● **THE TASKS**:
a) In the baseball comment thread on skill and sample size, which pitcher is offered as an example?
b) Write a continuation of the baseball comment thread on skill and sample size, starting after its final line.

━━ EXTRACT ━━

I was surprised the early voting was 2-1 against. This always burrs my saddle when i hear it. Perfect example would be Daniel Cabrera.

Sure he could pitch well for a stretch but who really believes he’ll do anything but damage your team given any larger sample size.

by faketeams on Aug 6, 2008 11:09 AM EDT reply actions   0 recs

Hmm

I think Shandler usually means a player owns a skill, given a sufficient sample size … like a full year or maybe just half a season. So it may be that the two positions are not irreconcilable.

In the short term, sure: Daniel Cabrera can have a brilliant month. But when has he ever sustained it for a year? That’s why you can’t say he’s really displayed the skills he’s alleged to have lurking somewhere inside.

Maybe it comes down to defining a nebulous area: When is a sample size sufficient enough to draw conclusions about the divide between a luck-fueled hot streak and true skill?

I tend to believe that a player needs several months of sustained performance before I’m willing to concede it’s “skill.”

by Xavier. on Aug 6, 2008 3:02 PM EDT reply actions   0 recs

Shandler addresses this in his book.

━━━
━━ DATA SUPPLIED ━━

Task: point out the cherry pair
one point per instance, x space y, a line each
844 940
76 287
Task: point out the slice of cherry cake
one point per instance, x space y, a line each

━━━

● **FINAL ANSWERS**:
a) Daniel Cabrera

b)
Hope I’m not crossing any copyright line: “Once a player displays a skill, he owns it. That display could occur at any time – earlier in his career, back in the minors, or even in winter ball play. And while that skill may lie dormant after its initial display, the potential is always there for him to tap back into that skill at some point, barring injury or age. That dormant skill can reappear at any time given the right set of circumstances.
Caveat… The initial display of skill must have occurred over an extended period of time. An isolated 1-hit shut-out in Single-A ball amidst a 5.00 ERA season is not enough. The shorter the display of skill in the past, the more likely it can be attributed to random chance. The longer the display, the more likely that any re-emergence of that skill is for real. Typically, you’d want to see a consistent level of performance over at least a several month period.”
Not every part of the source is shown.